Point annotations for photos >>
____

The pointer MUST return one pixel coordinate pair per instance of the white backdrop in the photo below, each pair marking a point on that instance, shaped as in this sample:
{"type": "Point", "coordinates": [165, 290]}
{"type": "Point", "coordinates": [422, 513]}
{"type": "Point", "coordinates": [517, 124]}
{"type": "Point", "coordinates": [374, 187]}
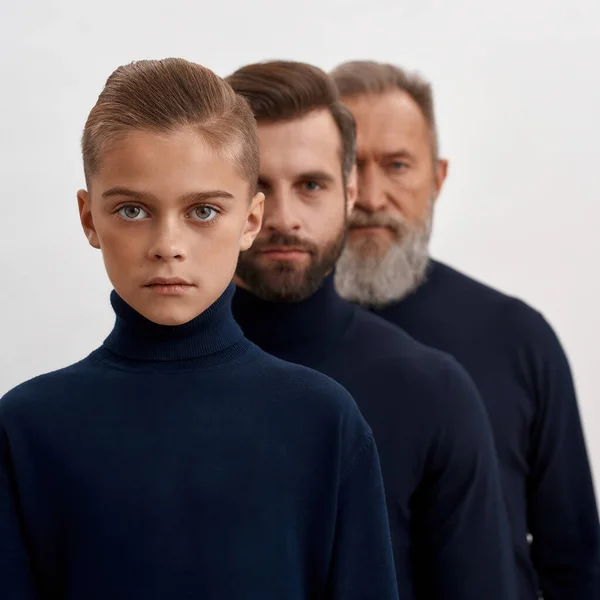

____

THE REQUEST >>
Convert every line of the records above into a JSON list of strings, one string per line, with blank lines omitted. Leave the pictures out of the answer.

FULL RESPONSE >>
[
  "The pointer MUST return one pixel coordinate pair per instance of the white backdrop in the photo below, each pair marking a point on that instance, shaped as in this sample:",
  "{\"type\": \"Point\", \"coordinates\": [165, 290]}",
  "{\"type\": \"Point\", \"coordinates\": [422, 513]}",
  "{\"type\": \"Point\", \"coordinates\": [517, 124]}",
  "{\"type\": \"Point\", \"coordinates\": [374, 187]}"
]